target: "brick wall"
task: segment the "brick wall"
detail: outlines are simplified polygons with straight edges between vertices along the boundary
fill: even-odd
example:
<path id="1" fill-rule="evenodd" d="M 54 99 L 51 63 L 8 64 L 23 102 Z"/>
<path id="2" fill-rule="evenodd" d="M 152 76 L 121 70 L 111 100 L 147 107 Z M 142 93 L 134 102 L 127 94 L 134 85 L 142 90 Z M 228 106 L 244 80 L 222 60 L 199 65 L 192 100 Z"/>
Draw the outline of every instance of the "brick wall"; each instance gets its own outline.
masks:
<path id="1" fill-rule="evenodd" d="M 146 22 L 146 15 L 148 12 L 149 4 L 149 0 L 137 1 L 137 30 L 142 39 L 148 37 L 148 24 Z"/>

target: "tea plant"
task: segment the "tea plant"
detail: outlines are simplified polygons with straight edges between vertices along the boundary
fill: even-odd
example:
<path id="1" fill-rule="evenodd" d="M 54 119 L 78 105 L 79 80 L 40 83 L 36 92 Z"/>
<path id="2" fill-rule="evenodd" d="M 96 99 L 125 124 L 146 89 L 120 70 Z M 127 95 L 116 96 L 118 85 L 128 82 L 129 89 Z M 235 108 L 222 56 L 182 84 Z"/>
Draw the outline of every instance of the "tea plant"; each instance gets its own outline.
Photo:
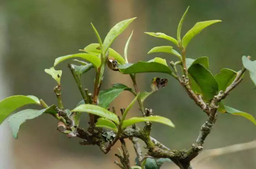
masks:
* * *
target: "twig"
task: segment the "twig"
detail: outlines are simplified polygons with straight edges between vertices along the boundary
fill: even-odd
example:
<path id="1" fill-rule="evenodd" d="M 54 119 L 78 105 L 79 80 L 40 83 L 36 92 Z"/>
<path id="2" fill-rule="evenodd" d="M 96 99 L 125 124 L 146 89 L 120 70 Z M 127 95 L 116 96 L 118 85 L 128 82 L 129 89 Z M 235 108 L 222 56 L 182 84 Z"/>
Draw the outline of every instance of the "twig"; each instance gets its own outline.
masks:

§ **WORK TO BE COMPLETED**
Which lines of the rows above contain the string "evenodd", matching case exactly? Return each such line in full.

§ **SOLUTION TO THE EXERCISE**
<path id="1" fill-rule="evenodd" d="M 54 99 L 51 63 L 8 64 L 23 102 Z"/>
<path id="2" fill-rule="evenodd" d="M 152 76 L 121 70 L 111 100 L 147 107 Z M 142 93 L 134 102 L 127 94 L 134 85 L 142 90 Z M 228 106 L 244 80 L 222 60 L 199 65 L 192 100 Z"/>
<path id="1" fill-rule="evenodd" d="M 146 22 L 146 15 L 148 12 L 149 4 L 149 0 L 137 1 L 137 30 L 142 39 L 148 37 L 148 24 Z"/>
<path id="1" fill-rule="evenodd" d="M 54 119 L 78 105 L 79 80 L 40 83 L 36 92 Z"/>
<path id="2" fill-rule="evenodd" d="M 96 99 L 125 124 L 146 89 L 120 70 Z M 127 95 L 116 96 L 118 85 L 128 82 L 129 89 Z M 235 108 L 222 56 L 182 84 Z"/>
<path id="1" fill-rule="evenodd" d="M 54 119 L 78 105 L 79 80 L 40 83 L 36 92 Z"/>
<path id="2" fill-rule="evenodd" d="M 96 99 L 125 124 L 146 89 L 120 70 Z M 127 95 L 116 96 L 118 85 L 128 82 L 129 89 Z M 235 108 L 222 56 L 182 84 Z"/>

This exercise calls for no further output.